** start of Records to process **
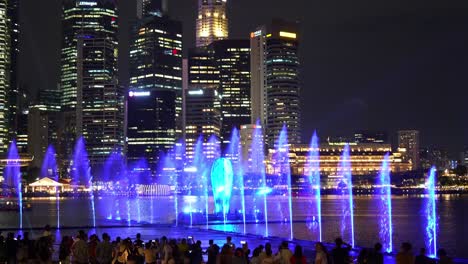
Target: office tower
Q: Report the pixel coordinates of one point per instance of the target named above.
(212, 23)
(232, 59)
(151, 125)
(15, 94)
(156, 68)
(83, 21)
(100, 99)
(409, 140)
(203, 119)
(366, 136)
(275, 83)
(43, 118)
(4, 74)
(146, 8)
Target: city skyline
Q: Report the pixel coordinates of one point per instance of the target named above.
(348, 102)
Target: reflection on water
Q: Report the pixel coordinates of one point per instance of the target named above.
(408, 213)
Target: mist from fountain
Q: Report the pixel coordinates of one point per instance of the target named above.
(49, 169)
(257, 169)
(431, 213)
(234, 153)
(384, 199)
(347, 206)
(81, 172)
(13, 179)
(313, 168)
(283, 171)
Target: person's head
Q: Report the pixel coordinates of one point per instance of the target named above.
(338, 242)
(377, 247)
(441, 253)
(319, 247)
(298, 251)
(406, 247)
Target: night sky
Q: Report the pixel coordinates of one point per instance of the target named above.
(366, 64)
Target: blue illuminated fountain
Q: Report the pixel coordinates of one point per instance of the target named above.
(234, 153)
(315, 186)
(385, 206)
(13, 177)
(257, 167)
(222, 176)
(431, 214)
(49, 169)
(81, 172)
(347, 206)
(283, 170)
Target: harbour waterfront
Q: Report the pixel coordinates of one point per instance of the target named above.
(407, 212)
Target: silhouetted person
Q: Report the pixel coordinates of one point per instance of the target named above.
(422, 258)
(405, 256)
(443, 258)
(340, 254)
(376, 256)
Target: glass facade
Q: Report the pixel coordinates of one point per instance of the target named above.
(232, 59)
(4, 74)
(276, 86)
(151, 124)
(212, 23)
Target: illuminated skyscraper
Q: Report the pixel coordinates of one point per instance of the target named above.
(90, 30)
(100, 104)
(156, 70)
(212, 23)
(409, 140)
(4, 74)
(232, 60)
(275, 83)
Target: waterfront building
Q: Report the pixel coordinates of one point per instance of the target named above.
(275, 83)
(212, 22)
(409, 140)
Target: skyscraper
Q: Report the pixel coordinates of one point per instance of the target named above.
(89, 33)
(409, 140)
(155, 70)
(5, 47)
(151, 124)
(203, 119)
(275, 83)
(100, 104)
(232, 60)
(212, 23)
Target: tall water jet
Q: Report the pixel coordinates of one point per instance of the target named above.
** end of Records to process **
Turn the whole listing above into a JSON list of strings, one string per line, with blank lines skipped and the pictures left out.

» Output below:
[
  "Target: office tower",
  "Q: Report the pixel coordinates of one point per instance of the target named above.",
  "(212, 23)",
  "(232, 59)",
  "(151, 125)",
  "(15, 94)",
  "(156, 68)",
  "(83, 21)",
  "(100, 99)",
  "(409, 140)",
  "(203, 119)",
  "(366, 136)",
  "(275, 83)",
  "(43, 118)",
  "(4, 74)",
  "(146, 8)",
  "Target: city skyline",
  "Q: Report the pixel coordinates of one point per instance of the target named above.",
  "(348, 102)",
  "Target: reflection on water",
  "Q: Report the pixel coordinates of one point per instance of the target named above.",
  "(408, 213)",
  "Target: mist from fountain",
  "Q: Report the pixel coordinates of one point per instance of the target named above.",
  "(49, 169)",
  "(257, 169)",
  "(431, 213)",
  "(234, 153)",
  "(384, 199)",
  "(347, 206)",
  "(81, 172)",
  "(13, 179)",
  "(313, 168)",
  "(283, 171)",
  "Target: person's head",
  "Q: Report the pixel coordinates of one point per instance of the target named above.",
  "(338, 242)",
  "(377, 247)",
  "(441, 253)",
  "(319, 247)",
  "(298, 251)",
  "(406, 247)",
  "Target: night sky",
  "Q: Report the pixel coordinates of one point per instance of the target named above.",
  "(366, 64)",
  "Target: blue illuminated fountain",
  "Q: Report the pixel coordinates of one point per instance of the target named above.",
  "(234, 153)",
  "(315, 186)",
  "(385, 206)",
  "(13, 177)",
  "(257, 167)",
  "(222, 176)",
  "(431, 214)",
  "(49, 169)",
  "(81, 172)",
  "(347, 206)",
  "(283, 170)",
  "Target: harbour waterfront",
  "Q: Report the pixel coordinates of one point per instance of the target named above.",
  "(407, 212)",
  "Target: silhouetted person",
  "Q: Report the pixel coordinates of one point per instance of the target named above.",
  "(422, 258)",
  "(405, 256)",
  "(443, 258)",
  "(340, 254)",
  "(376, 256)",
  "Target: glass facade",
  "Q: Report the pixel coordinates of one point per instance of the target named above.",
  "(232, 59)",
  "(4, 74)",
  "(276, 86)",
  "(151, 124)",
  "(212, 23)",
  "Target: illuminated skyscraper",
  "Q: Report the pixel coordinates of one point per instance of the target named above.",
  "(90, 30)",
  "(100, 104)",
  "(156, 70)",
  "(212, 23)",
  "(409, 140)",
  "(4, 74)",
  "(232, 60)",
  "(275, 83)",
  "Target: waterfront building",
  "Q: Report the pixel coordinates of one point per instance of the target named above.",
  "(275, 83)",
  "(212, 22)",
  "(409, 140)",
  "Target: skyscraper",
  "Q: Report the pixel coordinates of one point per instance of the target named above.",
  "(89, 33)",
  "(409, 140)",
  "(155, 70)",
  "(5, 47)",
  "(151, 124)",
  "(203, 119)",
  "(275, 83)",
  "(100, 104)",
  "(232, 60)",
  "(212, 23)",
  "Target: tall water jet",
  "Q: Report the pixel coordinates of one point per instance of the target named above."
]